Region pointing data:
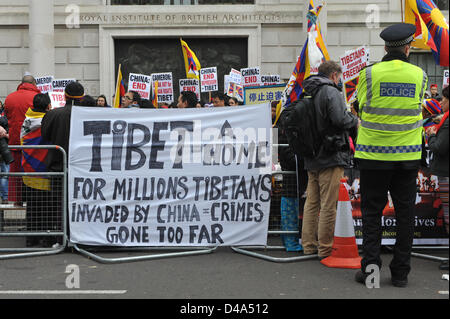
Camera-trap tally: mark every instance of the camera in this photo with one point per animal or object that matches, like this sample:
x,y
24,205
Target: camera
x,y
334,143
5,153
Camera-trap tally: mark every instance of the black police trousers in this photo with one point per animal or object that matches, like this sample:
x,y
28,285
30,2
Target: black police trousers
x,y
374,186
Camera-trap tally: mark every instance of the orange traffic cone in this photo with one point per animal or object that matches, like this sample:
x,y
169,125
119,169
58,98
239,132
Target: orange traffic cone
x,y
345,251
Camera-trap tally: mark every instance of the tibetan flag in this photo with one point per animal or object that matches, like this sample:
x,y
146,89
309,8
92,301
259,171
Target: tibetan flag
x,y
191,62
120,89
431,28
313,54
155,94
33,160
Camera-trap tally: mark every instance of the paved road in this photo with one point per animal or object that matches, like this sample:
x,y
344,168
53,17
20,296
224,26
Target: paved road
x,y
221,275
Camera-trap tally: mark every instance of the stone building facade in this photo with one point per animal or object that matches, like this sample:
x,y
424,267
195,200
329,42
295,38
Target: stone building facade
x,y
83,33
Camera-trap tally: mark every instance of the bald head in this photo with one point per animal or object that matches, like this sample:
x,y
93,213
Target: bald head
x,y
29,79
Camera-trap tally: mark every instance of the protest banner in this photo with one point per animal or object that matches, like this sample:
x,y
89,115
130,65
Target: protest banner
x,y
270,79
57,99
445,79
44,84
165,87
251,77
352,62
59,85
235,90
429,226
140,83
261,94
190,85
146,178
209,80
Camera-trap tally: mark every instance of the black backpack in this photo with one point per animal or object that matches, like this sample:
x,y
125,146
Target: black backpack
x,y
299,123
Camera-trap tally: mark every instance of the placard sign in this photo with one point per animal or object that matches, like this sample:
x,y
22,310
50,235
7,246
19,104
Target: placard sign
x,y
140,83
352,62
59,85
165,87
58,99
235,76
209,80
182,177
44,84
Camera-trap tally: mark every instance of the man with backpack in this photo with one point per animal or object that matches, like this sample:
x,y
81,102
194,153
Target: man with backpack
x,y
327,158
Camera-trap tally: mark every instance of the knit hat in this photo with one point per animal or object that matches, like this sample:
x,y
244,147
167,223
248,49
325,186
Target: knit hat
x,y
432,106
74,90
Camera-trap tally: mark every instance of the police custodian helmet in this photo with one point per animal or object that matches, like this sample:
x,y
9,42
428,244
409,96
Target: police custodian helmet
x,y
398,35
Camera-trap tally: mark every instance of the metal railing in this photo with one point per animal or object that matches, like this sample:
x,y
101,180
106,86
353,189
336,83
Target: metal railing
x,y
37,211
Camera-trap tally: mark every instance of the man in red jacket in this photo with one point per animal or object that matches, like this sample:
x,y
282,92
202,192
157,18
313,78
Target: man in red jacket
x,y
16,105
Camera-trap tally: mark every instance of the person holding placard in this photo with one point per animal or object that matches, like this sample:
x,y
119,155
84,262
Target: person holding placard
x,y
131,99
101,101
37,195
16,105
218,99
187,99
232,101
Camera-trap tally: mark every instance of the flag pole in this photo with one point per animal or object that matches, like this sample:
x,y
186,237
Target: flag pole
x,y
117,86
401,4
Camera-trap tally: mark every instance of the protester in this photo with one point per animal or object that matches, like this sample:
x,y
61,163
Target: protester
x,y
146,104
4,167
56,126
40,212
390,147
56,130
434,92
16,105
131,99
327,168
294,186
438,143
200,104
187,99
218,99
88,101
101,101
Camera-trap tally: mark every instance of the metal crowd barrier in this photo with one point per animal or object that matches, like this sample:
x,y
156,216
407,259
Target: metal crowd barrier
x,y
36,209
275,229
89,253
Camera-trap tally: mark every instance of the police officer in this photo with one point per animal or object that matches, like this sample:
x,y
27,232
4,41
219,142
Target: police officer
x,y
388,148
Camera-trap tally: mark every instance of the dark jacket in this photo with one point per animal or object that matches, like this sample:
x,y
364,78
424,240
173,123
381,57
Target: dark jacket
x,y
438,144
56,130
333,120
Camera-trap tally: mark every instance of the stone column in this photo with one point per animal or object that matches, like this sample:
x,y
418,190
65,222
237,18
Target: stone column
x,y
41,37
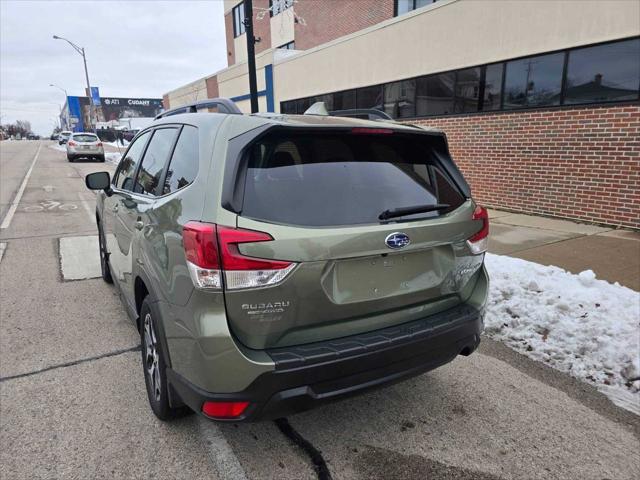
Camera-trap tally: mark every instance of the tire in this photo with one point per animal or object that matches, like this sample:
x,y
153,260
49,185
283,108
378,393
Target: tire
x,y
104,262
154,367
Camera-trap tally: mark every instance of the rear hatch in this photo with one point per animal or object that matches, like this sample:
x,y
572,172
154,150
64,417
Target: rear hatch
x,y
354,254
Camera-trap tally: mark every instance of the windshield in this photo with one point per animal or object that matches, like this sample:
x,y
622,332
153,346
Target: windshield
x,y
337,179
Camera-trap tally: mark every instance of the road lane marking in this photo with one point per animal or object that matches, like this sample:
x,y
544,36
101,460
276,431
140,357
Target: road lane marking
x,y
221,454
16,200
80,258
87,208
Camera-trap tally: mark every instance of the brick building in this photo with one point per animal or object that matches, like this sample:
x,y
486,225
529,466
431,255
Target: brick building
x,y
540,100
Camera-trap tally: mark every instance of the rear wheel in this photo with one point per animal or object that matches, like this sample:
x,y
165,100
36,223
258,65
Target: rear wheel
x,y
154,367
104,259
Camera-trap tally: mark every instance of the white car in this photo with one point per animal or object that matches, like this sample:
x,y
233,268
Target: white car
x,y
64,136
84,144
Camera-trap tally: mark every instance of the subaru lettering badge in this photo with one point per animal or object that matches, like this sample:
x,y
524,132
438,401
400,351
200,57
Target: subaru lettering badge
x,y
397,240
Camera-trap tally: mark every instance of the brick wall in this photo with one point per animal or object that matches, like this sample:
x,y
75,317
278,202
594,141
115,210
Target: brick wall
x,y
228,28
580,163
330,19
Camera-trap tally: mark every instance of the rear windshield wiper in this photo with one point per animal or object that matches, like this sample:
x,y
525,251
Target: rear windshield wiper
x,y
401,212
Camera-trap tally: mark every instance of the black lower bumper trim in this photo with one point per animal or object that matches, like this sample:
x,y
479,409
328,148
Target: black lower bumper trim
x,y
301,384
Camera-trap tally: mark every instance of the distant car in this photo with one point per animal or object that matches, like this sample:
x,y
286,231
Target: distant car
x,y
86,145
63,137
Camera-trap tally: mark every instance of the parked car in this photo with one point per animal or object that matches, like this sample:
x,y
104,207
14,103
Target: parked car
x,y
273,263
84,145
63,137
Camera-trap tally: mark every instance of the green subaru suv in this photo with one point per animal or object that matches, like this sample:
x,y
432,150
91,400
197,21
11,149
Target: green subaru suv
x,y
276,262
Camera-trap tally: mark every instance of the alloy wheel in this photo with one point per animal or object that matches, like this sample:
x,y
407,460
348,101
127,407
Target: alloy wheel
x,y
151,357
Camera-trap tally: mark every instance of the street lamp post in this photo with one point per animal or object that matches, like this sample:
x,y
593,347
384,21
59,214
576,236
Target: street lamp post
x,y
80,50
66,102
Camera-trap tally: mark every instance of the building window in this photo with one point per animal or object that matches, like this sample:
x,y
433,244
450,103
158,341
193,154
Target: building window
x,y
533,81
434,94
600,73
369,97
405,6
492,87
604,73
344,100
400,99
279,6
467,91
238,19
288,46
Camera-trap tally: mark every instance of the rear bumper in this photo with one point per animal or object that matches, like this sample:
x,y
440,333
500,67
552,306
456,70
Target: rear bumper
x,y
313,374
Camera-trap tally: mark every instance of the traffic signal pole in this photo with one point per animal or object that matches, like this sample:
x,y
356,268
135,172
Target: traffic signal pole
x,y
251,54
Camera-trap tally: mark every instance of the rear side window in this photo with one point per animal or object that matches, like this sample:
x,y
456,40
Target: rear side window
x,y
85,138
154,160
339,179
128,165
184,162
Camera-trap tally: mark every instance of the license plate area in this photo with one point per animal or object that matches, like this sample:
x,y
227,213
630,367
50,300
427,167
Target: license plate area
x,y
384,276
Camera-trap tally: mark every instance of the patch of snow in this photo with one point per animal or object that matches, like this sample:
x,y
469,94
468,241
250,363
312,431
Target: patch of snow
x,y
586,327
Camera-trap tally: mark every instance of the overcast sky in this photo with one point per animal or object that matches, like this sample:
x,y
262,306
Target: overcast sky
x,y
134,49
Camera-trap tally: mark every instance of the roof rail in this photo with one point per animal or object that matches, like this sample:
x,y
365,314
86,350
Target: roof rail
x,y
224,105
366,113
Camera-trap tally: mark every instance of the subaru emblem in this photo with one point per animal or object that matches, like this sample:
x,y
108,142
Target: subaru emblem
x,y
397,240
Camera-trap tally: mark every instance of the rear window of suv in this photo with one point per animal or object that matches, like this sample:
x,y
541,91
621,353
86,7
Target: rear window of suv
x,y
85,138
333,179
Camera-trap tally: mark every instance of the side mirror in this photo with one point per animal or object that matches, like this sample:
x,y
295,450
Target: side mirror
x,y
99,181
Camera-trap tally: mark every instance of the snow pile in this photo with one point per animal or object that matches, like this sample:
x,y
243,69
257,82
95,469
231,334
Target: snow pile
x,y
575,323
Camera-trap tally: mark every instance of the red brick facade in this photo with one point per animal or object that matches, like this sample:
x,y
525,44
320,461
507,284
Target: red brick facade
x,y
581,163
328,20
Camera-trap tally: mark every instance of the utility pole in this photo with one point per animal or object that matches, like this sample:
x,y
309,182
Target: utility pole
x,y
80,50
251,54
66,102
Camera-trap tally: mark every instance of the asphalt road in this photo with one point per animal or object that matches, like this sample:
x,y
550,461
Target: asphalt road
x,y
73,403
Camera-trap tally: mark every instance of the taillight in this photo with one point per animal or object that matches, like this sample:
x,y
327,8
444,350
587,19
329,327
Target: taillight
x,y
212,250
479,242
224,409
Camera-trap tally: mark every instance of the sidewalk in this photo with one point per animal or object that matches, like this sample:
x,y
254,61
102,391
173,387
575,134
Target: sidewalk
x,y
614,255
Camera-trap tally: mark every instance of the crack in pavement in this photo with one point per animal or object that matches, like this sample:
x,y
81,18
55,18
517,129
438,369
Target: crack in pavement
x,y
70,364
320,465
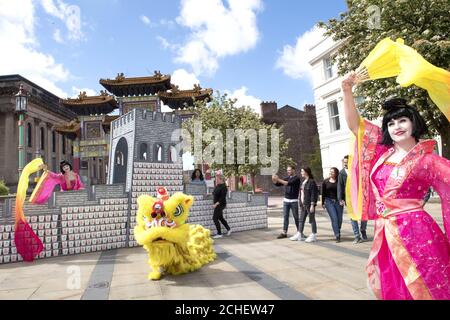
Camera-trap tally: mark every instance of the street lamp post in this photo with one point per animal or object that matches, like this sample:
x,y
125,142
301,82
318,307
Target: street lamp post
x,y
21,109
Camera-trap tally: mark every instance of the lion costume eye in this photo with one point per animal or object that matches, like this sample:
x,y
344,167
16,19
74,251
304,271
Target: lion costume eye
x,y
178,211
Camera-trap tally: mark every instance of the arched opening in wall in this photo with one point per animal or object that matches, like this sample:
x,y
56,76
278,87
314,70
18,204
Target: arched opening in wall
x,y
29,135
158,153
42,138
120,161
143,152
173,155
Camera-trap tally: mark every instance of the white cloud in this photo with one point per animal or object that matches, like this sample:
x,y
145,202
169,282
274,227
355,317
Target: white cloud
x,y
294,61
167,23
89,92
57,36
243,99
22,57
183,79
165,108
145,19
69,14
223,31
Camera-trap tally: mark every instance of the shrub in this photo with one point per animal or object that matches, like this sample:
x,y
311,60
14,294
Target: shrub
x,y
4,190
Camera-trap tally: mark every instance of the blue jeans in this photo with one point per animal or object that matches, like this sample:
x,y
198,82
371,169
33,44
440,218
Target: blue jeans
x,y
287,206
355,228
336,212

Brief: Please write out, exactly as they appear above, only the lines in the stretch from the line with "Camera-trap tally: mark every instance of the brick wall" through the line with "Camera-trap tally: mark every instance of the rear windshield".

Task solution:
Camera-trap tally: mark every instance of the brick wall in this photo with one point per animal or object that matches, like this sample:
x,y
75,317
278,202
594,141
115,210
Target: brick wall
x,y
228,28
580,163
330,19
Camera-trap tally: mark every instance of the rear windshield wiper in this photo with one point per animal or object that matches, like this sample:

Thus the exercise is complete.